> _DATA IN THIS EXERCISE_
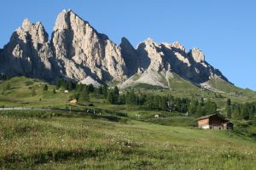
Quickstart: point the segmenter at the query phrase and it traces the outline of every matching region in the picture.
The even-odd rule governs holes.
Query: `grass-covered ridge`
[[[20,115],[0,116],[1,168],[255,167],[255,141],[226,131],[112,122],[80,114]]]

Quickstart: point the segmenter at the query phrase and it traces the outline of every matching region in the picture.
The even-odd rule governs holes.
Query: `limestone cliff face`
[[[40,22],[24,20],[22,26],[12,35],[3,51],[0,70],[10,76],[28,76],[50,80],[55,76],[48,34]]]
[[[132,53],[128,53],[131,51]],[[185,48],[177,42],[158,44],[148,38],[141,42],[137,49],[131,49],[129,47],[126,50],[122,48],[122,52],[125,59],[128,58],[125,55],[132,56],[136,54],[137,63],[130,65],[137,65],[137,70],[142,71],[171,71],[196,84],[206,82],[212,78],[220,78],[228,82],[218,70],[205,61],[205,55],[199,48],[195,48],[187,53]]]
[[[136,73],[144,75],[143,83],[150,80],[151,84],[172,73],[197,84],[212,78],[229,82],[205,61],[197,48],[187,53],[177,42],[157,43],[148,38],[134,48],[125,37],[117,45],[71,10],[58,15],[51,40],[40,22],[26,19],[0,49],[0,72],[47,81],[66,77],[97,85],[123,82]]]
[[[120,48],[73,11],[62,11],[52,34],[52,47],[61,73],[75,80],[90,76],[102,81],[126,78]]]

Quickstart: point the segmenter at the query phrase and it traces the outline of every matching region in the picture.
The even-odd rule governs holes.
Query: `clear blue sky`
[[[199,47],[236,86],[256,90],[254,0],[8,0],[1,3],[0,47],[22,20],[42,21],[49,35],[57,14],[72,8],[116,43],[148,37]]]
==
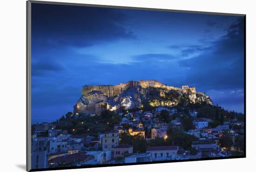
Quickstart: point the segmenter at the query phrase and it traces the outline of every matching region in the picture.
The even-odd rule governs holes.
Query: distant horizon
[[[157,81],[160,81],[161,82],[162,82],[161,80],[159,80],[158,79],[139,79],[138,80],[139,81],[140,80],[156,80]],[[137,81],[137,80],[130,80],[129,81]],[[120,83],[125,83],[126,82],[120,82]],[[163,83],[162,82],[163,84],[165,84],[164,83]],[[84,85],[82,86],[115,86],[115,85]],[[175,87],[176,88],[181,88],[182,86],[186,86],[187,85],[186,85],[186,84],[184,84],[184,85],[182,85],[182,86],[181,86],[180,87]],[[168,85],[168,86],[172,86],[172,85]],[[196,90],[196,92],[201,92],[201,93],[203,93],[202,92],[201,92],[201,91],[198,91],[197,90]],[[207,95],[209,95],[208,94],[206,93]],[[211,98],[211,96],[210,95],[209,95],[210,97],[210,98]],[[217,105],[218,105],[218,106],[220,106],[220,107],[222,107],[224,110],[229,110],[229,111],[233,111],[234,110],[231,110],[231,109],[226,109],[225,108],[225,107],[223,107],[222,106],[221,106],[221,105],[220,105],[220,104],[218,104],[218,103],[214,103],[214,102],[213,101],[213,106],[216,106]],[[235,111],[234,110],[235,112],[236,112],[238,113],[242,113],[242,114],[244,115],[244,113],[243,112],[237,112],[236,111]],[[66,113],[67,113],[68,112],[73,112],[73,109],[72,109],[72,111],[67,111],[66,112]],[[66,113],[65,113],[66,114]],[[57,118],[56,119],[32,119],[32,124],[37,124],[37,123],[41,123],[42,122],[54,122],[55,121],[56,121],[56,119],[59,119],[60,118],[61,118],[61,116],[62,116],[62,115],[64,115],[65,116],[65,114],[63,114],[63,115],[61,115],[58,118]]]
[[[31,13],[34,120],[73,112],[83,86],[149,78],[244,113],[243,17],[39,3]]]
--
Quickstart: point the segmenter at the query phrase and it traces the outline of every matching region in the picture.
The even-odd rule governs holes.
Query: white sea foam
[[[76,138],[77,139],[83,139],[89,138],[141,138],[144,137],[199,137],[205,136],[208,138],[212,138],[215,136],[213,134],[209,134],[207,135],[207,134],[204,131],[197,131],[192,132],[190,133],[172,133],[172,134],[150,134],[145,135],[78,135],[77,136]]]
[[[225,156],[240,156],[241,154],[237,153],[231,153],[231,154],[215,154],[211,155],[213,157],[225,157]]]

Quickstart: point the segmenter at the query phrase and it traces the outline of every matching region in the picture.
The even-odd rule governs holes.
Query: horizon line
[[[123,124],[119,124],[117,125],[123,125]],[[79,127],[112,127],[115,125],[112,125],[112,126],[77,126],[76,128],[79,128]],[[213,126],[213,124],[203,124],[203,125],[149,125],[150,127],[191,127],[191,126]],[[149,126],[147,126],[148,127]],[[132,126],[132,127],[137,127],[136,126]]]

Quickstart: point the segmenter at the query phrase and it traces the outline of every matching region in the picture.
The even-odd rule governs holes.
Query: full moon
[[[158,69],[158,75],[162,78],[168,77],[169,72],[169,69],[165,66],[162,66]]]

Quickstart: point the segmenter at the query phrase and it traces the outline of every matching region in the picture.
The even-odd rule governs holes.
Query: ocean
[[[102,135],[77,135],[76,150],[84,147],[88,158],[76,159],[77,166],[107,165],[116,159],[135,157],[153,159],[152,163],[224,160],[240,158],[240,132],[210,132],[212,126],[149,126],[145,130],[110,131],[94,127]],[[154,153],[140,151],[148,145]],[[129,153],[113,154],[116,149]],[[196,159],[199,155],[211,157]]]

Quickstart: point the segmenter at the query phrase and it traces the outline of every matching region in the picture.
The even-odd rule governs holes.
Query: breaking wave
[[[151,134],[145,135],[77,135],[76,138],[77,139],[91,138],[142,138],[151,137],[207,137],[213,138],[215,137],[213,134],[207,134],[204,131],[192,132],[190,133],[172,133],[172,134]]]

> _AIM_
Count the lines above that contain the string "horizon", treating uppercase and lowercase letters as different, and give only the number.

> _TASK RESULT_
2